§ Consegna 1
Elenca ogni riga dei record che contiene la parola "landing", tenendo conto di maiuscole e minuscole.

§ Testo del documento
Quali sono le Terre Perdute? Scopri i loro segreti e come l'autrice sia entrata in contatto con esse, leggendo l'anteprima del libro di Lucy Cavendish.
Quali sono le Terre Perdute?
Di solito si inizia sempre con le stesse parole... quelle di Platone, citate da tanti... invece, voglio iniziare da un luogo molto diverso e molto più ordinario. Dopotutto, è lì che si trovano Atlantide, Lemuria e Avalon... sempre con noi, ma si nascondono sotto il mantello della familiarità, tanto che spesso ne ignoriamo la presenza.
La mia esplorazione delle Terre Perdute è iniziata sul bordo di una piscina, nel giardino di una cittadina balneare molto soleggiata e ordinaria, in Australia. All'epoca ero giovanissima, non avevo ancora raggiunto la pubertà, ma per certi versi ero già una donna, per quanto fossi (e lo sono anche oggi) ancora una ragazza.

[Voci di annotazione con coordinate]

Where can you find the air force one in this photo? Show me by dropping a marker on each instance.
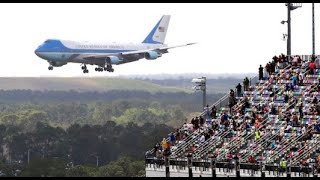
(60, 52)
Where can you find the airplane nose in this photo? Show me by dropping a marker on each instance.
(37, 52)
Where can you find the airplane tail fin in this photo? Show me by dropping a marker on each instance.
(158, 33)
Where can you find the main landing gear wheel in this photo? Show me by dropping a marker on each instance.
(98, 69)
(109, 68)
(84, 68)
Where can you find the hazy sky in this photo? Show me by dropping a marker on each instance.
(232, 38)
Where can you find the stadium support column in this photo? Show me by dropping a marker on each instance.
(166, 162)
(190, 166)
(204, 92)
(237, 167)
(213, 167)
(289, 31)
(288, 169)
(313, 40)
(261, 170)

--

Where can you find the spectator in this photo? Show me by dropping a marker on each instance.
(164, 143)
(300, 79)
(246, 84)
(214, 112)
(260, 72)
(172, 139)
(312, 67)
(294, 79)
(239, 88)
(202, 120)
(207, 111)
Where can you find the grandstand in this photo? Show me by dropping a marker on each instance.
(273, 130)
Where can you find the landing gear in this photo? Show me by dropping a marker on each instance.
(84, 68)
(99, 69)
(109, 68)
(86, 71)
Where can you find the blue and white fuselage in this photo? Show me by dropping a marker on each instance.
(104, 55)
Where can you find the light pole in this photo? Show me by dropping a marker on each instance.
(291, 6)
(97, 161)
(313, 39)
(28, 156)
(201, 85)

§ Consegna 2
Nel testo sulle Terre Perdute, in quale luogo comincia l'esplorazione delle Terre Perdute?

§ Soluzione 1
Where can you find the main landing gear wheel in this photo? Show me by dropping a marker on each instance.
Where can you find the landing gear in this photo? Show me by dropping a marker on each instance.

§ Soluzione 2
Sul bordo di una piscina, nel giardino di una cittadina balneare molto soleggiata e ordinaria, in Australia.